Copy each of the records below word for word, without changing a single character.
=== INFORMATION SHOWN ===
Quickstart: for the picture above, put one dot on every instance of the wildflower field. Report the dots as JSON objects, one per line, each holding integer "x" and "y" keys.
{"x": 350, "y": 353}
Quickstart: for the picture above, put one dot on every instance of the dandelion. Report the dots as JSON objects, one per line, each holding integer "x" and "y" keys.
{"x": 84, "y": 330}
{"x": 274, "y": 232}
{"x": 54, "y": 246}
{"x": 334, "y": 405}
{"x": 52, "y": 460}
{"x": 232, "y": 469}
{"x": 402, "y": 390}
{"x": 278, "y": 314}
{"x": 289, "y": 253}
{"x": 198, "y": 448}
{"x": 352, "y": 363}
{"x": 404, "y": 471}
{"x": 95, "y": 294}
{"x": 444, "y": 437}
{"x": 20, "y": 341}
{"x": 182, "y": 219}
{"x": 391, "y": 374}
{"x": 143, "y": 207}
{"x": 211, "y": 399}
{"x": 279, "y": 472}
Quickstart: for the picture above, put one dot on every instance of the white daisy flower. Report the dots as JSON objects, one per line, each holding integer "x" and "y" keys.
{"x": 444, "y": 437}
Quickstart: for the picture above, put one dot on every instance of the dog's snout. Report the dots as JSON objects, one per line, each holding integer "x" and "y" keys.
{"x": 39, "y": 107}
===
* COMPLETE ANSWER *
Quickstart: for the picture above, put one dot on every instance of the wildflower field. Report the dots as JSON objects, one per line, each holding integer "x" and "y" keys.
{"x": 350, "y": 353}
Quickstart: for the picture above, put one dot on every instance of the dandelion. Report the dots as JSON objects, one per line, each holding integer "x" and "y" keys.
{"x": 84, "y": 330}
{"x": 274, "y": 232}
{"x": 54, "y": 246}
{"x": 334, "y": 405}
{"x": 52, "y": 460}
{"x": 232, "y": 469}
{"x": 402, "y": 390}
{"x": 278, "y": 314}
{"x": 289, "y": 253}
{"x": 198, "y": 448}
{"x": 352, "y": 363}
{"x": 404, "y": 471}
{"x": 95, "y": 294}
{"x": 444, "y": 437}
{"x": 20, "y": 341}
{"x": 182, "y": 219}
{"x": 391, "y": 374}
{"x": 143, "y": 207}
{"x": 211, "y": 399}
{"x": 279, "y": 472}
Quickstart: for the picture above, put one dot on every instance of the white daisy flower. Report the dots as JSON objects, one per line, each holding integer "x" and "y" keys.
{"x": 444, "y": 437}
Quickstart: for the picture above, put one dot on every instance of the dog's snout. Report the dots as JSON objects, one per line, each holding integer "x" and "y" keys.
{"x": 39, "y": 107}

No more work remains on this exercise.